═══ DATA SUPPLIED

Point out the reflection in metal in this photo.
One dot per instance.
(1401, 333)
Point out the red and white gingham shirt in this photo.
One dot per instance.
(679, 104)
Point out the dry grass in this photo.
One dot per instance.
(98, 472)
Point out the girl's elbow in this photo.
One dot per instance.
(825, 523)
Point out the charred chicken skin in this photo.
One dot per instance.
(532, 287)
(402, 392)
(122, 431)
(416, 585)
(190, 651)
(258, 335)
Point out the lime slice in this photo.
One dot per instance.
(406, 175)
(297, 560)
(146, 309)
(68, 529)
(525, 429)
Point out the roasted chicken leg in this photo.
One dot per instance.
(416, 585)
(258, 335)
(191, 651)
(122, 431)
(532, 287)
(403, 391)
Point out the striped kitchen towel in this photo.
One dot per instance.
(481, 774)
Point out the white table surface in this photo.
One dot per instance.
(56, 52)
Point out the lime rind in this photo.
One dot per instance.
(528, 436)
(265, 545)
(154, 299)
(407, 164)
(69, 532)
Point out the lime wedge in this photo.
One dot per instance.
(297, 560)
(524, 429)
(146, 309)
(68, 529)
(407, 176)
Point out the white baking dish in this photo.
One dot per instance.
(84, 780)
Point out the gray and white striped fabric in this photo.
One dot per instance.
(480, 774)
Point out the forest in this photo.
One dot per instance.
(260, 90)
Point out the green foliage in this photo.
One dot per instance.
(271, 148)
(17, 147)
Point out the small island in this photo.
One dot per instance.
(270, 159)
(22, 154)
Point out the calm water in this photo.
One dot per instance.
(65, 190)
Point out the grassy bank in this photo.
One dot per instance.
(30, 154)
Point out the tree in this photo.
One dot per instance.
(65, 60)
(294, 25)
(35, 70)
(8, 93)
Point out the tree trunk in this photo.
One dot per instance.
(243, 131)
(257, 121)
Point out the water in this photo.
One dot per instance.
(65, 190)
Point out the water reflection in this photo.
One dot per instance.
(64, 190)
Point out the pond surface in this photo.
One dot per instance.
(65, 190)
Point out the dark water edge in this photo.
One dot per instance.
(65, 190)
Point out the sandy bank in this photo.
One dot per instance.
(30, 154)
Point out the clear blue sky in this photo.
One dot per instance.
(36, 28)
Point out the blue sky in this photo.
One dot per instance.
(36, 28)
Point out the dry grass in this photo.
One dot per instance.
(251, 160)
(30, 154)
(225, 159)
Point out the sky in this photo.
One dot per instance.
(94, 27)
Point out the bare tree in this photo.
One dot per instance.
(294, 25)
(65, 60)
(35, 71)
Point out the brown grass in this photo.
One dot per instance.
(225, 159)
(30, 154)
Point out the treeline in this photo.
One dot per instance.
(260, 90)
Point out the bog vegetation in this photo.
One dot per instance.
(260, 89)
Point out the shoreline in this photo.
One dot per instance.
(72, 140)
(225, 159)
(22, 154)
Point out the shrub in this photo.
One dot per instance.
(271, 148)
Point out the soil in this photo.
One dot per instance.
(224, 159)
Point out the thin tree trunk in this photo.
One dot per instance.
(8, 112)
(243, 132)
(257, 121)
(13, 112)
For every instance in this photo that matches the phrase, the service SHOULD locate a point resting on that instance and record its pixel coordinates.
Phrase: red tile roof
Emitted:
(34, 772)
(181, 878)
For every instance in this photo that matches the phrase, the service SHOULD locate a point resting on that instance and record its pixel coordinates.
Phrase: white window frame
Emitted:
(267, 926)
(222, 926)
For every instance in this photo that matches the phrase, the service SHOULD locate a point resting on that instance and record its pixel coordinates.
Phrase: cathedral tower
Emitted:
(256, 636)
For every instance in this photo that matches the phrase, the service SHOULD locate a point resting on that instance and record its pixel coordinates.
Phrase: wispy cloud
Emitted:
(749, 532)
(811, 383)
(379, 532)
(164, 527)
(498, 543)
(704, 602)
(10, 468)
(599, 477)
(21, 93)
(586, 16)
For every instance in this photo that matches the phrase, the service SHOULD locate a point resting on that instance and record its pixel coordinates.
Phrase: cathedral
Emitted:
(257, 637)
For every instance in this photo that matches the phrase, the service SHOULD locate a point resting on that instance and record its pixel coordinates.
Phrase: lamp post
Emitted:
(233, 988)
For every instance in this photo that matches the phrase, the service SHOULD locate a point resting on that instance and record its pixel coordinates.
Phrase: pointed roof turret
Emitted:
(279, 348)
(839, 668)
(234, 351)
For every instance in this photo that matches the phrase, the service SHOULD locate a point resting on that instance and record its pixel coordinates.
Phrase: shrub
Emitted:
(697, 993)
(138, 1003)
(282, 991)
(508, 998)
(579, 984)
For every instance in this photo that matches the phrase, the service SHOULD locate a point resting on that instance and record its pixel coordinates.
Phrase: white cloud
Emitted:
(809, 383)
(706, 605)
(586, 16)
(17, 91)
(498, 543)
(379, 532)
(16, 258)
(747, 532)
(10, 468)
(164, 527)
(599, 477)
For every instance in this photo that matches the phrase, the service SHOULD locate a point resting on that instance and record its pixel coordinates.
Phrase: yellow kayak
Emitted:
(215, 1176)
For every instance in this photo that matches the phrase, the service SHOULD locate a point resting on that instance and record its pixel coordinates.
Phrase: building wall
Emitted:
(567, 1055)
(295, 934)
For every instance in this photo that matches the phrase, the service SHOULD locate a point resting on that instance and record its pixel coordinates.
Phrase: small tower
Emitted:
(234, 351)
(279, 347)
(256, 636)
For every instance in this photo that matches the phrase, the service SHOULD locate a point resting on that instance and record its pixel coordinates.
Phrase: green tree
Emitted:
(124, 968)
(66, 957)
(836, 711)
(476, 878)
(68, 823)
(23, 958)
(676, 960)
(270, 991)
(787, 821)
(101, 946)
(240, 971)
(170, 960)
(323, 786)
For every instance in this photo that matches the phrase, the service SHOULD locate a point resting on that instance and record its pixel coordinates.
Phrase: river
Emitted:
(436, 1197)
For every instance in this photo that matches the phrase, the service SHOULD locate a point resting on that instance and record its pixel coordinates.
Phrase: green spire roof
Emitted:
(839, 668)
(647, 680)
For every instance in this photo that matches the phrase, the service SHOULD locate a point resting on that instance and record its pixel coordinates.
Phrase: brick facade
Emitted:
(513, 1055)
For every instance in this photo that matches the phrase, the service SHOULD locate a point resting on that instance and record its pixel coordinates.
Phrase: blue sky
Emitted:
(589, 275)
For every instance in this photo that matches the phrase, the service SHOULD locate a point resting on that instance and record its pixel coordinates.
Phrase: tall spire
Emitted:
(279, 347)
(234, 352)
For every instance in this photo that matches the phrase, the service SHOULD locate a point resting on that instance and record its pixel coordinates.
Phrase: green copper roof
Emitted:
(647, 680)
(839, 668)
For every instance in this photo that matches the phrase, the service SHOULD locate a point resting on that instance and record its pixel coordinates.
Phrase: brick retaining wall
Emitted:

══════

— PROBLEM DESCRIPTION —
Return all the data above once more, precisely as given.

— OUTPUT FOR THIS EXERCISE —
Point out the reflection in metal in this photo.
One dot per instance.
(1401, 333)
Point out the red and white gingham shirt in this photo.
One dot per instance.
(679, 104)
Point out the dry grass in this photo.
One dot per instance.
(98, 472)
Point out the girl's elbow in this photo.
One dot per instance.
(825, 523)
Point out the charred chicken skin in this photo.
One dot per instance.
(532, 287)
(402, 392)
(122, 431)
(416, 585)
(190, 651)
(258, 335)
Point out the lime slice in this photo.
One dot per instance.
(406, 175)
(297, 560)
(146, 309)
(68, 529)
(525, 429)
Point out the roasted chicken leg in this photo.
One dot per instance.
(416, 585)
(258, 335)
(191, 651)
(122, 431)
(532, 287)
(403, 391)
Point out the striped kitchen towel in this photo.
One dot per instance.
(481, 774)
Point out the white table surface in this photo.
One dot per instance.
(56, 52)
Point out the lime rind in this photo.
One dot per instance.
(528, 436)
(265, 545)
(154, 299)
(407, 164)
(69, 532)
Point out the lime wedge in this photo.
One dot per instance.
(297, 560)
(524, 429)
(146, 309)
(68, 529)
(407, 176)
Point out the white baking dish in this photo.
One dot per instance.
(84, 780)
Point out the gray and white striped fabric in this photo.
One dot per instance.
(480, 774)
Point out the forest in this photo.
One dot per instance.
(260, 90)
Point out the green foliage in this photo.
One dot per instance.
(271, 148)
(17, 147)
Point out the small island in this photo.
One dot per instance.
(270, 159)
(22, 154)
Point out the calm water in this photo.
One dot per instance.
(65, 190)
Point out the grassy bank in this photo.
One dot per instance.
(30, 154)
Point out the tree in this photo.
One dot per instance.
(65, 60)
(294, 25)
(35, 70)
(8, 93)
Point out the tree trunk in this photo.
One dot per instance.
(243, 131)
(257, 121)
Point out the water in this photo.
One dot per instance.
(65, 190)
Point out the water reflection in this photo.
One dot per instance.
(64, 190)
Point out the pond surface in this photo.
One dot per instance.
(65, 190)
Point out the dark water edge in this photo.
One dot per instance.
(65, 190)
Point out the sandy bank in this photo.
One dot per instance.
(30, 154)
Point out the clear blue sky in this photo.
One dot per instance.
(36, 28)
Point out the blue sky in this photo.
One dot per instance.
(36, 28)
Point out the dry grass in this photo.
One dot per instance.
(251, 160)
(30, 154)
(225, 159)
Point out the sky in this photo.
One dot per instance.
(94, 27)
Point out the bare tree in this photo.
One dot per instance.
(294, 25)
(65, 60)
(35, 71)
Point out the brown grass in this photo.
One dot per instance.
(225, 159)
(30, 154)
Point out the treeline in this photo.
One dot per instance.
(260, 90)
Point out the bog vegetation in this photo.
One dot per instance.
(260, 89)
Point out the shoreline in this photo.
One dot per instance.
(72, 140)
(225, 159)
(22, 154)
Point out the shrub in this photo.
One dot per instance.
(271, 148)
Point out the soil in this photo.
One dot per instance.
(224, 159)
Point out the thin tree trunk in this photo.
One dot per instance.
(8, 112)
(243, 132)
(257, 121)
(13, 112)
For every instance in this photo that matches the phrase, the service SHOULD locate a point resting on that instance and record its pixel coordinates.
Phrase: red tile roof
Emitted:
(34, 772)
(181, 878)
For every instance in this photo that matches the phrase, the service SHOULD locate a point resting on that instance and record its pixel coordinates.
Phrase: white window frame
Emitted:
(267, 926)
(222, 926)
For every instance in this photo that matches the phrase, the service SHOULD locate a point resting on that instance and record its pixel coordinates.
Phrase: cathedral tower
Emitted:
(256, 636)
For every instance in this photo that matches the phrase, the service SHOULD locate a point resting on that instance and record its pixel coordinates.
Phrase: wispy cloud
Emitted:
(749, 532)
(811, 383)
(379, 532)
(164, 527)
(498, 543)
(704, 602)
(10, 468)
(599, 477)
(21, 93)
(586, 16)
For every instance in this photo that matches the phrase, the service SHOULD locate a point resting on that instance and record its pixel coordinates.
Phrase: cathedral
Emitted:
(257, 637)
For every instance in this photo that matches the phrase, the service SHOULD locate a point resting on that instance and record its pixel coordinates.
Phrase: lamp post
Emitted:
(233, 988)
For every instance in this photo that matches the phrase, the service SHOULD locate a point resting on that instance and record its pixel coordinates.
Phrase: pointed roof turret
Emitted:
(279, 348)
(839, 668)
(234, 351)
For every instance in this photo that matches the phrase, the service SHOULD locate a point resting on that instance and record its pixel coordinates.
Phrase: shrub
Emitted:
(697, 993)
(138, 1003)
(282, 991)
(508, 998)
(579, 984)
For every instance in this photo that matches the phrase, the service SHOULD locate a point resting on that instance and record its pixel coordinates.
Phrase: white cloud
Emitted:
(809, 383)
(706, 605)
(586, 16)
(17, 91)
(498, 543)
(379, 532)
(16, 258)
(747, 532)
(10, 468)
(164, 527)
(599, 477)
For every instance in this photo that matches the phrase, the service SHOULD locate a point resting on that instance and record its pixel coordinates.
Phrase: yellow kayak
Emitted:
(215, 1176)
For every instance in this photo that matches the phrase, the service SHOULD locate a point resting on that instance and record its pixel coordinates.
Phrase: building wall
Emitted:
(567, 1055)
(295, 934)
For every instance in this photo that matches the phrase, the service SHOULD locate a point resting on that instance and record its pixel coordinates.
Phrase: small tower
Emitted:
(234, 351)
(279, 347)
(256, 636)
For every instance in this photo that matches the phrase, the service SHOULD locate a point resting on that instance and record its pixel coordinates.
Phrase: green tree
Emitted:
(124, 968)
(66, 957)
(836, 711)
(476, 878)
(68, 823)
(23, 958)
(676, 960)
(270, 991)
(787, 821)
(101, 946)
(240, 971)
(170, 960)
(323, 786)
For every instance in this photo that matches the phrase, the service SHOULD locate a point resting on that instance and record its pixel coordinates.
Phrase: river
Emitted:
(436, 1197)
For every instance in this photo that matches the phrase, the service SHOULD locate a point resting on that instance and record its pixel coordinates.
Phrase: green spire roof
Emitted:
(839, 668)
(647, 680)
For every instance in this photo that matches the phrase, the service SHOULD locate a point resting on that instance and record its pixel coordinates.
Phrase: brick facade
Emitted:
(513, 1055)
For every instance in this photo that matches the phrase, the service SHOULD locate a point resting on that instance and record its pixel coordinates.
Phrase: blue sky
Emitted:
(589, 275)
For every instance in this photo that matches the phrase, the service SHOULD locate a point resting on that instance and record its pixel coordinates.
Phrase: tall spire
Emitted:
(279, 347)
(234, 352)
For every instance in this photo that matches the phrase, the service SHOULD locate a point resting on that instance and record its pixel coordinates.
Phrase: green copper roof
Emitted:
(647, 680)
(839, 668)
For every instance in this photo that matches the phrase, the service SHOULD locate a point resting on that instance and record its pixel coordinates.
Phrase: brick retaining wall
Emitted:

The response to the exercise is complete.